**Data under study:**
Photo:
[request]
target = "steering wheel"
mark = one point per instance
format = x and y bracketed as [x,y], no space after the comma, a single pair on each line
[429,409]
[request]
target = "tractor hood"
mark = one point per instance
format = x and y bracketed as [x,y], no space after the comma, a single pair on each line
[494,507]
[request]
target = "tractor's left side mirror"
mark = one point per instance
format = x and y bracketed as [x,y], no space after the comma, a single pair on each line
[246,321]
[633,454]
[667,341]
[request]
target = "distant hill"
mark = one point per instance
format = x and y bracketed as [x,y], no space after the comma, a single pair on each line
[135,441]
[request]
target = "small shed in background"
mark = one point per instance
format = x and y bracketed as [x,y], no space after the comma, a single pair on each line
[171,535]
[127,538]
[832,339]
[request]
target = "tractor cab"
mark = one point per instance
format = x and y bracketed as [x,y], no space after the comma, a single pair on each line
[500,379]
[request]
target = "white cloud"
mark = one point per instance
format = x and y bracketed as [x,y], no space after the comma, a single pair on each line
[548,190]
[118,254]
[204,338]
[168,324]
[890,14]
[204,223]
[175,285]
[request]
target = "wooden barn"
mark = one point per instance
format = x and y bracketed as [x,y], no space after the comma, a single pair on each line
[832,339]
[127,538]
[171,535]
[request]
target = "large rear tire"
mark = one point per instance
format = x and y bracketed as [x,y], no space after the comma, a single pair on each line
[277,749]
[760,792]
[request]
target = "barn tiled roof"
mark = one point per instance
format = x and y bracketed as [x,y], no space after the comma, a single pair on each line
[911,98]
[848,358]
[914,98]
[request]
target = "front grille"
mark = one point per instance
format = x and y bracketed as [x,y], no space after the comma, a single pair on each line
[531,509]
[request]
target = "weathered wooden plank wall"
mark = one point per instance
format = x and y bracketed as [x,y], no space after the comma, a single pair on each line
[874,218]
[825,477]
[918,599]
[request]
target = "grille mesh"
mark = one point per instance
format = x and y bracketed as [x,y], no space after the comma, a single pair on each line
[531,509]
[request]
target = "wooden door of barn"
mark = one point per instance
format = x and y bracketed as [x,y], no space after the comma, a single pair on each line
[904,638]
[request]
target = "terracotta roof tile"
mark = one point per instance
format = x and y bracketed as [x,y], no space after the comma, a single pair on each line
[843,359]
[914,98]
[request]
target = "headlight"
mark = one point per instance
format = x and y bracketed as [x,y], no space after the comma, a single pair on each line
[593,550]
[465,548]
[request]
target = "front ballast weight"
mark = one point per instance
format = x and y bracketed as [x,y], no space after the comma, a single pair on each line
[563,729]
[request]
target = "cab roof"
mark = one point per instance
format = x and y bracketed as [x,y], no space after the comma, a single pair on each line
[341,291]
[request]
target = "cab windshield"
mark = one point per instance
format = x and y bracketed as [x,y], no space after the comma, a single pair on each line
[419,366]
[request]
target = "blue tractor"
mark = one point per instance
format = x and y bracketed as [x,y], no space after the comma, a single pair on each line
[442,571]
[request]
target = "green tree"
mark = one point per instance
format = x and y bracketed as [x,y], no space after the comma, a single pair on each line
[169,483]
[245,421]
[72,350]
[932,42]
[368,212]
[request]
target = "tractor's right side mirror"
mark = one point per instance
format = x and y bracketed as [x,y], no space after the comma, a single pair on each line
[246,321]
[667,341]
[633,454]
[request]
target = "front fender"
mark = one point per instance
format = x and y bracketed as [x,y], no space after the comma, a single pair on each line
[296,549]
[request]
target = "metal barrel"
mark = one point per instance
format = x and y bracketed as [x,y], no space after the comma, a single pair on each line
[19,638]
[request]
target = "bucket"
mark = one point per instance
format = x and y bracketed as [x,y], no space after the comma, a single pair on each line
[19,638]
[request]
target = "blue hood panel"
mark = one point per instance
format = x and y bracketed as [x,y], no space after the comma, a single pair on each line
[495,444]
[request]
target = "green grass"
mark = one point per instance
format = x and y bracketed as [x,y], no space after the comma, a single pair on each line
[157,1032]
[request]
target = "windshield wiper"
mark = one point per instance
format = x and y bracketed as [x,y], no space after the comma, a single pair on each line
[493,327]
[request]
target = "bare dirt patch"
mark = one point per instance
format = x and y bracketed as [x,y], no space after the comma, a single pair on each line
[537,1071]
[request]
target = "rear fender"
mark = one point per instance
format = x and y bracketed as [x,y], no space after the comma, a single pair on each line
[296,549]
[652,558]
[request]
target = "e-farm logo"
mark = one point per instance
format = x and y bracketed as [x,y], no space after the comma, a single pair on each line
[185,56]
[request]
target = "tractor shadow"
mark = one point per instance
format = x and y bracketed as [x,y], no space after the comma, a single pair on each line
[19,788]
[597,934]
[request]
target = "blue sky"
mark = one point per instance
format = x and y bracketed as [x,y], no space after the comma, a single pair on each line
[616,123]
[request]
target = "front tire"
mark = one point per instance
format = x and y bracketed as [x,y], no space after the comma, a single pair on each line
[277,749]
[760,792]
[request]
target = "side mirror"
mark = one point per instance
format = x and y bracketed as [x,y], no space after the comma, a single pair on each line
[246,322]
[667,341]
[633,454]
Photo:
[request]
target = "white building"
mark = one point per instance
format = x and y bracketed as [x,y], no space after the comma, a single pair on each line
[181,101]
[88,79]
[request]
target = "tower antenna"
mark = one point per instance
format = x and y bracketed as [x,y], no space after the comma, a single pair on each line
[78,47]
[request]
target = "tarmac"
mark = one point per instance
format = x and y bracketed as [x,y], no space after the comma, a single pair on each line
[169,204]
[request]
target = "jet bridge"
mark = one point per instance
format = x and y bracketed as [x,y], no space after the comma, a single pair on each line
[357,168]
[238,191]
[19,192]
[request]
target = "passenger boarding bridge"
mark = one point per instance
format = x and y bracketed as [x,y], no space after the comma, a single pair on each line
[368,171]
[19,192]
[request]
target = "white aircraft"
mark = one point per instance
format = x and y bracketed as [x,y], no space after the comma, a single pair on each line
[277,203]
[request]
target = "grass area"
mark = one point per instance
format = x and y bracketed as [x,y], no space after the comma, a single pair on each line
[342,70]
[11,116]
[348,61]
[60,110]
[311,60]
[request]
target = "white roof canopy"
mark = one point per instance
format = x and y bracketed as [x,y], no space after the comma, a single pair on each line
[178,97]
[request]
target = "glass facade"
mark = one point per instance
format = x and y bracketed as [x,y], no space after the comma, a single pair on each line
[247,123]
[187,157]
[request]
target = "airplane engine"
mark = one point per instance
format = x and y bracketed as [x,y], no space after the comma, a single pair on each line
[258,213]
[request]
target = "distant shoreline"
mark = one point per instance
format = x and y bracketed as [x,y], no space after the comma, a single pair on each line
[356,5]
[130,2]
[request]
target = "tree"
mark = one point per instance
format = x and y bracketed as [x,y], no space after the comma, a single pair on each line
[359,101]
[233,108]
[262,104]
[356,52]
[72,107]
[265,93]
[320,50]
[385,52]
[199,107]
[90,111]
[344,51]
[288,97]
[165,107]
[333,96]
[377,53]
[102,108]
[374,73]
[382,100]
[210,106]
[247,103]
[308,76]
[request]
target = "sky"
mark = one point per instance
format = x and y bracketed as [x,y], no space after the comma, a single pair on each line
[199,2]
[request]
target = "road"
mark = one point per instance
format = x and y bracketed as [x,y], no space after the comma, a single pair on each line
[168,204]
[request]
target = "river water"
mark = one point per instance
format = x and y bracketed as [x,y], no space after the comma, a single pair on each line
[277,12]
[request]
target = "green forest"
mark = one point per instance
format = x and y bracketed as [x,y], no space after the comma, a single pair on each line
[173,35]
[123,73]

**Your assignment:** Consider the material above. Report how many of its lines contain the word "tractor", and nothing more.

**Your solution:** 6